The decision seems to have oscillated quite a bit over the past few weeks. I have read several news items about the Pluto decision, but have remained surprised when decisions are announced and then retracted and put up for discussion again. I had the impression that the initial decision was final—I wasn’t going to live by it, obviously, but that was the decision. But every time I loaded the CNN Science page there was news on just what sort of a thing Pluto currently was. Asteroid? Planetoid? Binary planet? Full fledged planet along with the Moon and dozens of other, lesser hunks of rock screaming around the sun? Maybe the confusion surrounding the Pluto decision could be enough to send it into a suicidal rage, making one last arc toward Earth to punish us for our insolence. The Pluto Decision sounds like a mid-nineties action-sci-fi film anyways.

A data block:

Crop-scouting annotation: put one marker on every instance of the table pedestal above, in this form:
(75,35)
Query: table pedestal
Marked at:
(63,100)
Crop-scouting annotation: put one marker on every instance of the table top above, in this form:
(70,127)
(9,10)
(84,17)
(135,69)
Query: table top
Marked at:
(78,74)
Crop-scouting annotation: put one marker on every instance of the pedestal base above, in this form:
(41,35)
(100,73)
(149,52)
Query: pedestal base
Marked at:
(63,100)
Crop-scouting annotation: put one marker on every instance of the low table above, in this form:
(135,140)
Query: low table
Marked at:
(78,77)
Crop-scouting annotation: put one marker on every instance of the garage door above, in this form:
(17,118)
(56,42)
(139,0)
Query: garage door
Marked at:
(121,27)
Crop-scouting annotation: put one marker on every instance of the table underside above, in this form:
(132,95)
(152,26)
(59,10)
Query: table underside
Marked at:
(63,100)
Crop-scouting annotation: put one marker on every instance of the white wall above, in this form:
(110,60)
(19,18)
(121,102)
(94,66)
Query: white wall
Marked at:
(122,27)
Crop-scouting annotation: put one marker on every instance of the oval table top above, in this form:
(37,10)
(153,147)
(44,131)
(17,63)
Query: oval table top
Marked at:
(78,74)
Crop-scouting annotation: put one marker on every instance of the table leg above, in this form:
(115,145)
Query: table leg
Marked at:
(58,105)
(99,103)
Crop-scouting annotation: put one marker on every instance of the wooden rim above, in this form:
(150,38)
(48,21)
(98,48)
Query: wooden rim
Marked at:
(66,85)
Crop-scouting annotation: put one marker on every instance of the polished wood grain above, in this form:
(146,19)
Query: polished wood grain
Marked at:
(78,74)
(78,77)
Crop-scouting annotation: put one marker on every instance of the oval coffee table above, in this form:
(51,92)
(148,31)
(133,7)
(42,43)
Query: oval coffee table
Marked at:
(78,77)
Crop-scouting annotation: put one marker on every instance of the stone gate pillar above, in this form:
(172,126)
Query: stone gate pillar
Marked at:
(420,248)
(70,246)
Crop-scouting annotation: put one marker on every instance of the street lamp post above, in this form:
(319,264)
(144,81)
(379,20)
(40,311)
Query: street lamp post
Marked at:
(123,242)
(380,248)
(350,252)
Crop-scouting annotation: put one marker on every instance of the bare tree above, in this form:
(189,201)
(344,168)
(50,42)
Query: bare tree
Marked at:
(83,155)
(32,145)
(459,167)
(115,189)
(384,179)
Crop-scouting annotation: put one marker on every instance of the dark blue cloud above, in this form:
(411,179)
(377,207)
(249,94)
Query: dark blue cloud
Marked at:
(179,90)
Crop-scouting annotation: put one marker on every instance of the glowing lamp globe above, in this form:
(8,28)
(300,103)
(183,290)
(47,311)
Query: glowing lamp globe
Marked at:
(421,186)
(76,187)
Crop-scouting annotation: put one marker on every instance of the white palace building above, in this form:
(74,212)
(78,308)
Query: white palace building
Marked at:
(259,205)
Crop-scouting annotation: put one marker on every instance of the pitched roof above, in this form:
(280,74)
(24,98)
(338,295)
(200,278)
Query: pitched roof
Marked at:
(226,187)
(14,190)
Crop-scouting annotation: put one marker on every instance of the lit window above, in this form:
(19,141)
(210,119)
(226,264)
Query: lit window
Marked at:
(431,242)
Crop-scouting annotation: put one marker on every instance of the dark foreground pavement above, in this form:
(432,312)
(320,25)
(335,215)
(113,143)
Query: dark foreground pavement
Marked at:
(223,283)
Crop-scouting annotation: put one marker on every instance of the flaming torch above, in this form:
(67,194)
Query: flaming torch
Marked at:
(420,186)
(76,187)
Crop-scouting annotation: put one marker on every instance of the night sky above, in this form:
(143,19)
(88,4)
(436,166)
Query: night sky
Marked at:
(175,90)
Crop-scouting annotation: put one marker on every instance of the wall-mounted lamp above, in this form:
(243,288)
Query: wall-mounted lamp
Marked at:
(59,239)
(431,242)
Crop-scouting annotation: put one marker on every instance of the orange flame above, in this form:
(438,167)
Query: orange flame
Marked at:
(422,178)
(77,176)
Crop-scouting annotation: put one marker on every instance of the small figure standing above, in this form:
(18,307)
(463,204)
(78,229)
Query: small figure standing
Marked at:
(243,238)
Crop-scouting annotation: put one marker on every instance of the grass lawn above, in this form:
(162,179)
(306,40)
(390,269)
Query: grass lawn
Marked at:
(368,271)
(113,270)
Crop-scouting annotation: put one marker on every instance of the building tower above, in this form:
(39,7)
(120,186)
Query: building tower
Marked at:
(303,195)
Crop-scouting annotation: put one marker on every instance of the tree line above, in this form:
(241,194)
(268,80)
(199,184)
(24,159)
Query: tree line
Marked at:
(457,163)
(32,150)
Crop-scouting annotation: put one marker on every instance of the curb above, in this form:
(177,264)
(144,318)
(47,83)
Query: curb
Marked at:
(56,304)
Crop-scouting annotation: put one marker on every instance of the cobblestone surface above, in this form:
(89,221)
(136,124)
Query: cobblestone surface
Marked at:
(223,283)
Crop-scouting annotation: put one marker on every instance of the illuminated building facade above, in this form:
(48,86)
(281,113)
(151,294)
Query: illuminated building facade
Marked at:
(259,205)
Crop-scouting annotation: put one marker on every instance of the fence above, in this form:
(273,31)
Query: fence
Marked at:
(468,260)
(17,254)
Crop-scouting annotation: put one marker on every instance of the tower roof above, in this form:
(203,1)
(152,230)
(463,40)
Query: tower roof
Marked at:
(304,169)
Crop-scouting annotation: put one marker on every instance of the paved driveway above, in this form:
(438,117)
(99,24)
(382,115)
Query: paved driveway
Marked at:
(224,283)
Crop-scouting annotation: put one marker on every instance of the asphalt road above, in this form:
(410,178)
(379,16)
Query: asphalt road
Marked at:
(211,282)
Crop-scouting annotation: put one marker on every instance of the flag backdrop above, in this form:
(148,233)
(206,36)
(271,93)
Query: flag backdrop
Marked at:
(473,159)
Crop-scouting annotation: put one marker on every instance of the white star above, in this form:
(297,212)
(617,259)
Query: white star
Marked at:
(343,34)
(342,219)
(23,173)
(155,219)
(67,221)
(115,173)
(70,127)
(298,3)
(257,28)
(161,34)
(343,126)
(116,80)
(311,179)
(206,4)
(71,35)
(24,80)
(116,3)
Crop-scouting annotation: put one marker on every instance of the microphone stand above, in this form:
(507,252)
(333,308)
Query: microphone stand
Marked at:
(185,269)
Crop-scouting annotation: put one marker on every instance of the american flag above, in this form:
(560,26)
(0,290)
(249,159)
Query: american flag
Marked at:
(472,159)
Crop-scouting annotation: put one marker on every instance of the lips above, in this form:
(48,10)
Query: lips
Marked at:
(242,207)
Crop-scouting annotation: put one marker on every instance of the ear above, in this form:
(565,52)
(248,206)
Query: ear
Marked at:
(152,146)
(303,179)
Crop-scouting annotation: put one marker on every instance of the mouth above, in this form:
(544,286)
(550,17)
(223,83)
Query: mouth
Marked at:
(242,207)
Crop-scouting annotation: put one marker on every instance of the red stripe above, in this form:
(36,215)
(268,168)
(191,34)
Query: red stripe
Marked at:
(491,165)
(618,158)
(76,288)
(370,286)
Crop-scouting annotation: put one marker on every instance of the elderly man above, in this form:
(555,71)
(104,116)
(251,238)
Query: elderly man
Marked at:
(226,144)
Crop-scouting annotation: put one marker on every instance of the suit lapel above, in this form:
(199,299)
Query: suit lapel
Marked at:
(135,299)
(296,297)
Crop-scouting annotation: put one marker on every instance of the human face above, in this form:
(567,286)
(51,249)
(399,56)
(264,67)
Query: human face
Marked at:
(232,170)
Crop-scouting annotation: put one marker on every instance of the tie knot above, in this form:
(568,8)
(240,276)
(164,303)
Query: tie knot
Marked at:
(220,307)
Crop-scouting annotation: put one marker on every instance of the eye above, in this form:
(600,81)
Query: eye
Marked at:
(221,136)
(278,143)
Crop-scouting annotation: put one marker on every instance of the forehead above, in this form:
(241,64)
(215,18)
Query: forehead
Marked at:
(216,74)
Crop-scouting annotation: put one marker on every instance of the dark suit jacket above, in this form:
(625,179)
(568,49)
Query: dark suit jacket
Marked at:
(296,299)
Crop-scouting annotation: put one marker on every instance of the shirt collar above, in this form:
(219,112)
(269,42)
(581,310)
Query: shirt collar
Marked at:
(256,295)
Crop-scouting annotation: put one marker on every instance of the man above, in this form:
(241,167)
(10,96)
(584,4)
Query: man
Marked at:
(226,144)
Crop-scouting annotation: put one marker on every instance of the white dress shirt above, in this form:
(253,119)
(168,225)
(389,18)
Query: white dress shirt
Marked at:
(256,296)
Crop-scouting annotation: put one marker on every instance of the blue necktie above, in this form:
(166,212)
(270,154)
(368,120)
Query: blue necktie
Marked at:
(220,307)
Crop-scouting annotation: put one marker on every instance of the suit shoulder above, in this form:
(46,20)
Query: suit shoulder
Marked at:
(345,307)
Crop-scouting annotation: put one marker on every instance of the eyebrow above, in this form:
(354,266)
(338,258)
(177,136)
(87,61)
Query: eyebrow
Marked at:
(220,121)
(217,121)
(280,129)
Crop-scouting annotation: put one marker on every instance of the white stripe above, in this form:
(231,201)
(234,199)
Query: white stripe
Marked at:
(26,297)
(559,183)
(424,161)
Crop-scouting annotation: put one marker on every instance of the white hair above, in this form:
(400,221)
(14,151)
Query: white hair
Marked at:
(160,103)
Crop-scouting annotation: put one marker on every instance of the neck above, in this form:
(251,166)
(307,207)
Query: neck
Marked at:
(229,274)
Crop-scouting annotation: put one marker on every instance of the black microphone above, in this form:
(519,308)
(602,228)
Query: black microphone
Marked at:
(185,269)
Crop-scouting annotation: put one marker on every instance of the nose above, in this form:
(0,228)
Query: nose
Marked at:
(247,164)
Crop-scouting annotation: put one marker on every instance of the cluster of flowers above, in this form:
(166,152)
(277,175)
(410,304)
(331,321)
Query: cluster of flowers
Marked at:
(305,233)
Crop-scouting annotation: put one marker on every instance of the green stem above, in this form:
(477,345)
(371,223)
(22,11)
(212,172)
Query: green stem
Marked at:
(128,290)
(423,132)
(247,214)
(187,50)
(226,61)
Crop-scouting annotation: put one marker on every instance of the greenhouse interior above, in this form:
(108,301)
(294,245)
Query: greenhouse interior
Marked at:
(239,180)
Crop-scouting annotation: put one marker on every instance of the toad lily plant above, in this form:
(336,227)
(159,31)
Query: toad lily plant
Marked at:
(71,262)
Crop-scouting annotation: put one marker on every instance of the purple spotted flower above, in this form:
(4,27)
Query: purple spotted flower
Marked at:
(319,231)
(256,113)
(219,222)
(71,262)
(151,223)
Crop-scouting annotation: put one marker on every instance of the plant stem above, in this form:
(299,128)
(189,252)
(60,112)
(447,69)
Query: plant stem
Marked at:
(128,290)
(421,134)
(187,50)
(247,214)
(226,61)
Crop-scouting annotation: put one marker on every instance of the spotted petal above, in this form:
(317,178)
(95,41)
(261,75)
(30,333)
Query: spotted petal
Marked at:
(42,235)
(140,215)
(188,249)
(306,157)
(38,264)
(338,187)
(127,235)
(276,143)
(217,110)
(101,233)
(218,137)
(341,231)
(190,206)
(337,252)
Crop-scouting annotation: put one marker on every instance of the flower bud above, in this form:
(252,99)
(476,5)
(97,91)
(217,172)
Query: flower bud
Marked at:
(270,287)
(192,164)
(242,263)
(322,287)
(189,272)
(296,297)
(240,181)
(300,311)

▸ **THE TASKS**:
1. Update the Pluto passage, everything from "The decision seems" down to "action-sci-fi film anyways.", with "Pluto" changed to "Eris".
2. Report each row of the data block that contains the string "dress", copying it in full.

▸ **REPLIES**:
1.
The decision seems to have oscillated quite a bit over the past few weeks. I have read several news items about the Eris decision, but have remained surprised when decisions are announced and then retracted and put up for discussion again. I had the impression that the initial decision was final—I wasn’t going to live by it, obviously, but that was the decision. But every time I loaded the CNN Science page there was news on just what sort of a thing Eris currently was. Asteroid? Planetoid? Binary planet? Full fledged planet along with the Moon and dozens of other, lesser hunks of rock screaming around the sun? Maybe the confusion surrounding the Eris decision could be enough to send it into a suicidal rage, making one last arc toward Earth to punish us for our insolence. The Eris Decision sounds like a mid-nineties action-sci-fi film anyways.

2.
Crop-scouting annotation: put one marker on every instance of the white dress shirt above, in this form:
Query: white dress shirt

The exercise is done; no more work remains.